Please extract from the data the lines between the one holding "Wildlife-survey input: mark every instance of the roof" and the one holding "point(184, 348)", inclusive, and repeat them word for word.

(Records)
===

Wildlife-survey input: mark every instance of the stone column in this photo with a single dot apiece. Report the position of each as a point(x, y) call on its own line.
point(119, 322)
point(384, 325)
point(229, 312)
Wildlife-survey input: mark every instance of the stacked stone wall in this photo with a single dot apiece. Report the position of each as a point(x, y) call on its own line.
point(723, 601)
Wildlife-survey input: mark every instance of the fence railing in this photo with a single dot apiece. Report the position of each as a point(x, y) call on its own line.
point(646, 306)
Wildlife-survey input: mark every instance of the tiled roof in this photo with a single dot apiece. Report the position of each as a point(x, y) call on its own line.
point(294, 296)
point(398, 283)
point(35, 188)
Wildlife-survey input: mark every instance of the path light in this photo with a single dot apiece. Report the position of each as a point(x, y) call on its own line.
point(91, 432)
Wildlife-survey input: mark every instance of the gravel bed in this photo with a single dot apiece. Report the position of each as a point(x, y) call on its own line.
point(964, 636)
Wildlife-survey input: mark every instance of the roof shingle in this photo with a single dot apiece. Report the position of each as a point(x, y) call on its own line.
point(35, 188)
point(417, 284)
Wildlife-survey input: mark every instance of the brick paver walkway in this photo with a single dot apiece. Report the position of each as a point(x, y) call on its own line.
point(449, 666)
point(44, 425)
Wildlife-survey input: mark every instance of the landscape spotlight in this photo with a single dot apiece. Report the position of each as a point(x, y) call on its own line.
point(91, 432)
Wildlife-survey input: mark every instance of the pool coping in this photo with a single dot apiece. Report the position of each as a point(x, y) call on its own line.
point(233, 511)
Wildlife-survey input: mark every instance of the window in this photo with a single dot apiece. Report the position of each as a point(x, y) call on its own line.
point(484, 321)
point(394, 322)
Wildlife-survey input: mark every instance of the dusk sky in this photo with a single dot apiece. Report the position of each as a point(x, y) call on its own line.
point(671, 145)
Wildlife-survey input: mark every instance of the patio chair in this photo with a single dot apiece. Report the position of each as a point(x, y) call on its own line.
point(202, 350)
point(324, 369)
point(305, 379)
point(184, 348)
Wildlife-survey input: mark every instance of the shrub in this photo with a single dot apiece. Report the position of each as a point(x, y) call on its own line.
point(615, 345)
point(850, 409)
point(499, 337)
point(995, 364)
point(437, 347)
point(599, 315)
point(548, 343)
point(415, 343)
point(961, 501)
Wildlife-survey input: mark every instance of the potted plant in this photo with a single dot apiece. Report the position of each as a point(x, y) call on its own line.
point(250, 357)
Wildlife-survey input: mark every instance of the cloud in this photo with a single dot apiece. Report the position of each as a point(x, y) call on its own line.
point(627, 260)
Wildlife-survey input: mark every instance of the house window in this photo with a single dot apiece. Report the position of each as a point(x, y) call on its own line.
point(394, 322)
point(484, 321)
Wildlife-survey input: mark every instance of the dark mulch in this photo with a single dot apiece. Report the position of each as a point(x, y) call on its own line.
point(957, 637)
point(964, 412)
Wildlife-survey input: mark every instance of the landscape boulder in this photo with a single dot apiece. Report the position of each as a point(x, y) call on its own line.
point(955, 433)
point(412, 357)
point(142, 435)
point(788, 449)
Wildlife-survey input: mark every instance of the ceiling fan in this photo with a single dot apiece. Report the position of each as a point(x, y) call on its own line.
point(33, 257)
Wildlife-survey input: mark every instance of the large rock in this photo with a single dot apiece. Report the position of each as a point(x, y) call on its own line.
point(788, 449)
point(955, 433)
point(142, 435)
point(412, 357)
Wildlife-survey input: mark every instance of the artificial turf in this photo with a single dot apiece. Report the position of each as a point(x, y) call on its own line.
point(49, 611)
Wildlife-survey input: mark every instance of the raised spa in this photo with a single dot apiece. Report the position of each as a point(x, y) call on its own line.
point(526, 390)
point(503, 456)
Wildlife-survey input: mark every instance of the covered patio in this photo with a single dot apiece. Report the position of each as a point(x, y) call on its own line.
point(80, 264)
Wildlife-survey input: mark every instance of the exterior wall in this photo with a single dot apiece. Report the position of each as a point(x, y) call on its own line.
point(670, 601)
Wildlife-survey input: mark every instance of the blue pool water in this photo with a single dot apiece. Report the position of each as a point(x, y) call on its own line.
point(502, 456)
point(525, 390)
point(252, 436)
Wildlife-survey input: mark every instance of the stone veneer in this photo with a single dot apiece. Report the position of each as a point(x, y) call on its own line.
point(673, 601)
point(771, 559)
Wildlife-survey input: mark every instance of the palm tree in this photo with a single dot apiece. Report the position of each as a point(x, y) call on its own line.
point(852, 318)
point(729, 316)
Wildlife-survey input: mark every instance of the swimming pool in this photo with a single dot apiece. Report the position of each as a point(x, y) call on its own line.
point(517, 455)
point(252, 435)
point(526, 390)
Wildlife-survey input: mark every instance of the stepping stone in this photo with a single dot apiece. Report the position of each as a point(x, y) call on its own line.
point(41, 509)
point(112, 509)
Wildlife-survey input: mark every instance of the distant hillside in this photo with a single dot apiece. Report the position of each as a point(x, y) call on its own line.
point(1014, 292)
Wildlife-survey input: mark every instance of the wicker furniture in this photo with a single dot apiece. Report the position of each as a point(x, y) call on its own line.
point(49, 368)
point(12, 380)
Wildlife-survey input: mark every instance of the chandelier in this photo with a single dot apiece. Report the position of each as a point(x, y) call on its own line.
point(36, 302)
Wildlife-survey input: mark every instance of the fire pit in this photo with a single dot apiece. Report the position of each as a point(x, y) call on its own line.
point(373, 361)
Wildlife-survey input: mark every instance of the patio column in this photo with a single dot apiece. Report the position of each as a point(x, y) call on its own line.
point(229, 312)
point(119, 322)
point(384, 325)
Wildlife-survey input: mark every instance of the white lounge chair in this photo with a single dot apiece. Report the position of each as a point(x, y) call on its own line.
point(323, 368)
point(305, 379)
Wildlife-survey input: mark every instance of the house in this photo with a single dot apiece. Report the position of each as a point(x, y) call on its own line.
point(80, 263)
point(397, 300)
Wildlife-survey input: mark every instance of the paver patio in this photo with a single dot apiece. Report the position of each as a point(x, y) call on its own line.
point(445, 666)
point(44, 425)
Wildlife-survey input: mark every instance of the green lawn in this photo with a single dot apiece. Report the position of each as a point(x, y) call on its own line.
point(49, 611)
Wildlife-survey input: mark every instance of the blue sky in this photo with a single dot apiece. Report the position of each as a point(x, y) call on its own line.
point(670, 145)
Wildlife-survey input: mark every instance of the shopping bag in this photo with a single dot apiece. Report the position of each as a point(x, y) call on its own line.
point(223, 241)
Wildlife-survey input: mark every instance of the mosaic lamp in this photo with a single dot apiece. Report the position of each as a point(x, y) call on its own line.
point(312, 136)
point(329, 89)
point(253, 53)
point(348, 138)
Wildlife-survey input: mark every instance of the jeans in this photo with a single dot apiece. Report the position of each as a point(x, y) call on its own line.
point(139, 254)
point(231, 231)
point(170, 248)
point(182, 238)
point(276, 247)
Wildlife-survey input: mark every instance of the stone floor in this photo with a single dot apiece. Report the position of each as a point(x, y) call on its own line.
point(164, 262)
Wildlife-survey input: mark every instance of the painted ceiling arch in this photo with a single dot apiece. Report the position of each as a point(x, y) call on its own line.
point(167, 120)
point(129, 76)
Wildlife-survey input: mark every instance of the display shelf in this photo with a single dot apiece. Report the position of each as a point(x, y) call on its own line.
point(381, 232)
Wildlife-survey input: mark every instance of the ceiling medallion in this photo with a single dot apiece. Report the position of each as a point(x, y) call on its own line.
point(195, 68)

===

• _Solution_
Wildlife-survey input: mark every instance of the roof shingle in this photo with a single dot apiece. Report the position of each as a point(x, y) call on its own line.
point(35, 188)
point(417, 284)
Wildlife-survey input: mark every instance of the brick paver walkway in this photo with a single dot apiece. Report the position of each as a point(x, y) call on its own line.
point(449, 666)
point(44, 425)
Wildlife-survey input: mark every instance of the landscape spotlight in this photo with a single dot apiece. Report the position of each as a point(x, y) call on its own line.
point(91, 432)
Wildlife-survey input: mark every instance of the pool coping in this photo with a single dot apiece. Report the position of each as a point(x, y) call on its own line.
point(233, 511)
Wildlife-survey input: mark every instance of the window in this photo with a single dot apiece. Report the position of each as a point(x, y) call on its own line.
point(484, 321)
point(394, 322)
Wildlife-survey input: mark every instance of the dusk sky in this photo with a single dot apiece. Report the position of each as a point(x, y) call on its own line.
point(671, 145)
Wildlife-survey input: mark every instance of the patio chair in this photo with a single dot apiece. Report the position of each as a point(x, y) call on its own line.
point(202, 350)
point(324, 369)
point(305, 379)
point(184, 348)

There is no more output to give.